- _Passage_:
===
Thursday, February 19, 2015

Who is Liable for Damages from Climate Change Impacts?

Payback Time? What the Internationalization of Climate Litigation Could Mean for Canadian Oil and Gas Companies (64 page pdf, Andrew Gage and Michael Byers, Canadian Centre for Policy Alternatives, Oct. 9, 2014)    

 Also discussed here: Climate change may create legal liability for Canadian energy firms - New report from B.C. think-tanks says elements are in place to allow for civil action (CBC News, Oct. 9, 2014)  

And here: Policy Time Line  

Today we review a report from a Canadian policy think-tank which examines the potential for legal action against a handful of Canadian oil and gas producers, because of their contribution to harmful impacts from global climate change, expected to reach $5B/year by 2020. The potential liability of each Canadian company is between $37.8 million and$90.8 million in 2010, rising to over $700M by 2030. Just as it took about 30 years to collect from tobacco companies for harmful impacts to health from the time a warning was given by the Surgeon General of the USA in the late 1960s, so the clock is ticking for those responsible for damages from climate change- and the clock began ticking in 1988 at the Toronto Conference on the Changing Atmosphere, the first major international forum bringing scientists and politicians together in an effort to combat global warming, where 300 international scientists and policy makers from 46 countries issued a warning on climate change whose consequences “could be second only to a global nuclear war”.

Since then, two major factors have changed in terms of environmental liability: much more accurate estimates of financial damages and of emissions have been documented, and the law profession itself has matured and broadened to include the environment as an active and growing area of jurisprudence. In addition, as the report points out, even if the existing body of law does not explicitly identify GHG emissions as a culpable area, courts have been willing to change the law and liability in light of new information, as seen in the tobacco cases. Whether that liability starts and ends with oil and gas producers or extends to those responsible for reducing damages from climate change and the emissions that cause them- such as large municipalities which control traffic and vehicle emissions, public infrastructure and protection of private property from environmental damages, for example, remains to be seen. And then there is the growing awareness of the impacts of climate change which combines with air pollution to increase health costs.

  cdn oil and gas liable

 Key Quotes:

"Humanity is conducting an unintended, uncontrolled, globally pervasive experiment whose ultimate consequences could be second only to a global nuclear war." (Statement from the World Conference on the Changing Atmosphere, Toronto, June 1988).
===
- _Data extract_:
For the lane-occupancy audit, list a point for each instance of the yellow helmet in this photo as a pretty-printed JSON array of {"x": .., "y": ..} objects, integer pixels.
===
- _To do_:
Continue the post about liability for climate change damages, starting right after its final sentence.

- _Exercise output_:
“For 2010 alone, the global financial cost of private and public property and other damage associated with climate change has been estimated at $591 billion. That number is expected to increase dramatically in the com­ing years. In Canada, the National Roundtable on the Environment and the Economy has estimated that climate change will cost $5 billion annually by 2020. “

“improvements in climate change science, the growing frequency of visible climate impacts and the lack of meaningful international action on climate change are making it increas­ingly likely that courts in countries suffering damage will assert jurisdiction.”

"It's very clear scientifically there is a cause of climate change and there is damage…. Once you have those two elements and you have two separate parties, you have the basis for a civil action."

“five Canadian companies —Encana, Talisman, Canadian Natural Resources, Husky and Suncor — as among the 90 largest emitters on the planet… its percentage of global emissions from 1751–2010 is multiplied by the total global cost of climate change.. the potential liability of each Canadian company is between $37.8 million and$90.8 million in 2010, rising to between $297.9 million and $714.9 million in 2030.”

“Case law in Canada and the United States concerning water and air pollution has long recognized that defendants can be held liable for their “significant” contribution to pollution, even if it only became harmful in combination with other sources of pollution.”

"Rising levels of climate damage, increasing scientific evidence about the links between emissions and the damage they cause, and an emerging public debate about who is financially responsible for this damage, could change the situation very quickly.”